PROVIDED PASSAGE:

>>>>

The effect of the GDNF factor on the activity of neural networks during hypoxic damage has been studied
Searching for ways to reduce losses from ischemic stroke, a major problem worldwide, is an extremely important task for many areas of public health and economy. So far, no effective and safe methods have been developed for treating ischemic brain damage.
One of the most promising approaches to the development of treatment methods is to use endogenous molecules (the molecules that are present in the body and perform the function of regulating various processes in the cells). Among such promising molecules are neurotrophic factors that regulate the development and survival of nerve cells, their "destiny", and can increase their resistance to adverse effects. One of the neurotrophic factors is the glial cell line-derived neurotrophic factor (GDNF).
The focus of the research of Lobachevsky University scientists was on how the GDNF affects the activity of neural networks during hypoxic damage. For many years, neurons were considered the main units of the nervous system. Today, neuroscience has come to the understanding that neural networks rather than separate cells should be regarded as the functioning units of the nervous system. It is the neural network that is the minimum link responsible for the processes of information processing, storage and reproduction. Therefore, to study the functional state of neural networks at the cellular and molecular level, primary cultures of hippocampal nerve cells were selected as the object of investigation.
Hypoxia induction was performed using day 14 in vitro cultures derived from mouse embryos (E18) with the preventive addition of GDNF (1 ng/ml) to the culture medium 10 min before oxygen deprivation. An analysis of spontaneous bioelectrical activity that included defining the internal neural network structure, morphological studies, and viability tests was performed during the post-hypoxic period. This study revealed that GDNF does not influence spontaneous network activity during normoxia but protects cultures from cell death and maintains the network activity during hypoxia. GDNF created unique conditions that supported the viability of cells even in cases of cellular mitochondrial damage. GDNF partially negated the consequences of hypoxia by influencing synaptic plasticity. Intravital mRNA detection identified fewer GluR2 mRNA-positive cells, whereas GDNF preserved the number of these cells in the post-hypoxic period. Activation of the synthesis of GluR2 subunits of AMPA-receptors is one possible mechanism of the neuroprotective action of GDNF.
The results obtained by the researchers provide a basis for developing new approaches to correcting the negative consequences of ischemic brain injury.

<<<<

TASK ITEM: Extract the part of the GDNF study text that starts at "The effect of" and ends at "neurotrophic factor (GDNF).", copying it word for word. None of the records are needed for the work that comes next.

Point localization data:
>>>>

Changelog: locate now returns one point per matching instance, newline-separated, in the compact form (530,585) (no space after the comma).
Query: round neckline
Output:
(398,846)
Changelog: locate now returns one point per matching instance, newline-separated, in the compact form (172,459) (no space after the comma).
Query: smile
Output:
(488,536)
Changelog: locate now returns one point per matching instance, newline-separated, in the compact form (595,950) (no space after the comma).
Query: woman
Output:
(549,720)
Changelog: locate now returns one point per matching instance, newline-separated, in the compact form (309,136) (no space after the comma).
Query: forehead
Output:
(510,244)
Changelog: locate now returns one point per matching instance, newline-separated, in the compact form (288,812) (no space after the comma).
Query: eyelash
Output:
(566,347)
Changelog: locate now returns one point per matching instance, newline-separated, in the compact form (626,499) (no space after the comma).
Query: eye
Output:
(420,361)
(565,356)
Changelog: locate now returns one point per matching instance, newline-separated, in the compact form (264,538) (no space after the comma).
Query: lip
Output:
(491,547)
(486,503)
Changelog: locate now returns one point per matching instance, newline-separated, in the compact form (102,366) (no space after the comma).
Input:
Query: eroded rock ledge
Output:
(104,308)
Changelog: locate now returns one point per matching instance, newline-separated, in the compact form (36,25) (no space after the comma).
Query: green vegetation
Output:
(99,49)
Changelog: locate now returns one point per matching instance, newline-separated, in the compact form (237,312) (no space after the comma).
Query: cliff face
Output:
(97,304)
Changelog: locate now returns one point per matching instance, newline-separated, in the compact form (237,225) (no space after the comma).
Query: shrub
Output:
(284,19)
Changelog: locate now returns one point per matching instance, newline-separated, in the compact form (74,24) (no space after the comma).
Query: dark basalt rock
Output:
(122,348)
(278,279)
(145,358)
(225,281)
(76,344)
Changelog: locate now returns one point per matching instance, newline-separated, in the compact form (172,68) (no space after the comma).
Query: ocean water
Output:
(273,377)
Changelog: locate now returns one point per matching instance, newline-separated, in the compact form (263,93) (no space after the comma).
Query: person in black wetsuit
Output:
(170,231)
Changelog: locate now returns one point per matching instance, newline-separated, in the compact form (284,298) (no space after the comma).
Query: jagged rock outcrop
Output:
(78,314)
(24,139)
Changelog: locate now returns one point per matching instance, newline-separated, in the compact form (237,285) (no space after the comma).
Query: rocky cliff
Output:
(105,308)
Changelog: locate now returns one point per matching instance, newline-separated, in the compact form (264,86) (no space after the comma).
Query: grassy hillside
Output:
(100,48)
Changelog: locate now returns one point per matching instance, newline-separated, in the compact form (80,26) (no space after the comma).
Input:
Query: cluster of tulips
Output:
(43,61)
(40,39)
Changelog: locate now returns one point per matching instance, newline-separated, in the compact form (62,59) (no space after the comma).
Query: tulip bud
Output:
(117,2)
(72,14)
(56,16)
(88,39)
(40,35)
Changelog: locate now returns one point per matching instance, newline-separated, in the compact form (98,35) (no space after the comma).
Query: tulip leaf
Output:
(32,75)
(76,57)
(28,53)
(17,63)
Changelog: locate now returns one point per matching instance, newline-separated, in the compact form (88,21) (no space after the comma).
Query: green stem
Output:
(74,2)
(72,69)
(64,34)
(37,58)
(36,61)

<<<<

YOUR SOLUTION:
The effect of the GDNF factor on the activity of neural networks during hypoxic damage has been studied
Searching for ways to reduce losses from ischemic stroke, a major problem worldwide, is an extremely important task for many areas of public health and economy. So far, no effective and safe methods have been developed for treating ischemic brain damage.
One of the most promising approaches to the development of treatment methods is to use endogenous molecules (the molecules that are present in the body and perform the function of regulating various processes in the cells). Among such promising molecules are neurotrophic factors that regulate the development and survival of nerve cells, their "destiny", and can increase their resistance to adverse effects. One of the neurotrophic factors is the glial cell line-derived neurotrophic factor (GDNF).